Third, multiple attestation barely operates here in the debate about Jesus' childhood:  you only have two accounts.  You are not going to place intellectual compulsion on skeptics by trifling about John 1:13 and Mark 6:3.  The very fact that no other NT author finds Jesus-childhood- stories edifying enough to warrant mention would justify the view that the earliest apostles were not in agreement on whether the virgin birth story was true (they would have to agree that if true, it would certainly do as much to support their claims about Jesus as do their own unique claims about the miracles he did in adulthood).   So the silence of most NT authors on the virgin birth remains significant.  That's not going to disappear merely because you can always posit some other possibility to explain such silence such as "maybe they knew their audience accepted it so it didn't need to be repeated".
the criterion of embarrassment,
Which justifies skepticism in the case of Mark 3:21, 6:4 and John 7:5.  Then again, Matthew and Luke obviously weren't "apologetics" by any stretch, and their fallacy of argument by assertion (i.e., preaching to the choir) might warrant the conclusion they were written only for believers, in which case, the authors would not think their tales of Jesus' nativity were "embarrassing", so that such tales do not "pass" the criteria of embarrassment.
and the criterion of coherence.
Nah, that's just another way for you to say "bible inerrancy".  Plenty of scholars find real discrepancies between the gospels, including Mike Licona, who remains unimpressed with Lydia McGrew's sin of word-wrangling.
For some examples, see here and here.
 - There's a significant lack of support in the ancient sources for skeptical alternatives to a traditional Christian view of the childhood of Jesus.
First, not if common sense is allowed in.  If Jesus' human vocal cords necessarily implicated his divine nature when he spoke a phrase that many conservative Christian scholars don't think he actually spoke (John 8:58), then there is nothing necessarily fallacious in saying Jesus' human acts implicated his divine nature, in which case it follows with equal logic that when the baby Jesus' mouth was spilling slobber, his was also implicating his divine nature (i.e., the creator of the universe slobbered).  The logic of the incarnate logos does not allow desperate Trinintarians to decree which acts of the human Jesus implicated his divine nature and which didn't.  Any such attempt would be necessarily arbitrary.  Jesus' human nature never implicates his divine nature, where doing so would overturn your cherished doctrine of classical theism.

Second, thanks for indicating that you don't think the argument from silence is always fallacious.

Dataset section:
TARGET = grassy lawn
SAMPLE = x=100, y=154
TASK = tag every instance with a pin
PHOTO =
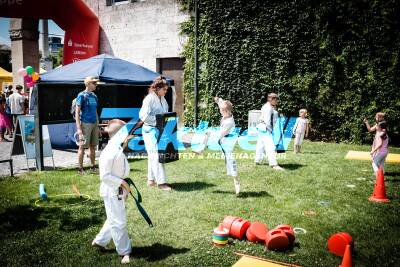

Written request: Please continue the debate text about Jesus' childhood and the virgin birth, picking up after its last sentence.

Final result:
Third, you are assuming that the Christian claims in the early period would have so interested skeptics as to not only prompt them to research Jesus' childhood, but to publish the results in a way that would have survived the next few centuries in which Christian leaders insisted on burning "heretical" books which disagreed with orthodox doctrine.  In truth Jesus was at best a local miscreant whom history would have nearly completely forgotten had it not been for the efforts of his fanatics to keep his memory alive.  Jesus was not such a big deal in his own lifetime nor in the lifetime of Paul for anybody outside that religion to give two fucks about documenting facts about Jesus' childhood in a way likely to survive the burn barrels of the next 4 centuries.  25 of the 27 NT books make absolutely zero effort to preserving Jesus' childhood events for posterity.  The fundamentalist is going to spin that silence in a way that foists any intellectual obligation on a skeptic to either agree or admit being unreasonable.

Fourth, our knowledge of the early Christian sects that denied Jesus' divinity and virgin birth are limited to church fathers who always embellished their descriptions of the sects with hateful vitriol, justifying a degree of hesitancy before blindly accepting all negative slurs therein as objective unbiased historical truth.

Justin Martyr describes some such Christians.  Dialogue, Chapter XLVIII
For there are some, my friends,” I said, “of our race,150 who admit that He is Christ, while holding Him to be man of men; with whom I do not agree, nor would I,151 even though most of those who have [now] the same opinions as myself should say so; since we were enjoined by Christ Himself to put no faith in human doctrines,152 but in those proclaimed by the blessed prophets and taught by Himself.
150 Some read, “of your race,” referring to the Ebionites. Maranus believes the reference is to the Ebionites, and supports in a long note the reading “our,” inasmuch as Justin would be more likely to associate these Ebionites with Christians than with Jews, even though they were heretics.
151 Langus translates: “Nor would, indeed, many who are of the same opinion as myself say so.”
152 [Note this emphatic testimony of primitive faith.]
Roberts, A., Donaldson, J., & Coxe, A. C. (1997). The Ante-Nicene Fathers Vol.I : Translations of the writings of the Fathers down to A.D. 325. The apostolic fathers with Justin Martyr and Irenaeus. Oak Harbor: Logos Research Systems.
Irenaeus A.H. Book 3, ch. XI:
For the Ebionites, who use Matthew’s Gospel141 only, are confuted out of this very same, making false suppositions with regard to the Lord.
141 Harvey thinks that this is the Hebrew Gospel of which Irenaeus speaks in the opening of this book; but comp. Dr. Robert’s Discussions on the Gospels, part ii. chap. iv.Roberts, A., Donaldson, J., & Coxe, A. C. (1997). The Ante-Nicene Fathers Vol.I : Translations of the writings of the Fathers down to A.D. 325. The apostolic fathers with Justin Martyr and Irenaeus. Oak Harbor: Logos Research Systems.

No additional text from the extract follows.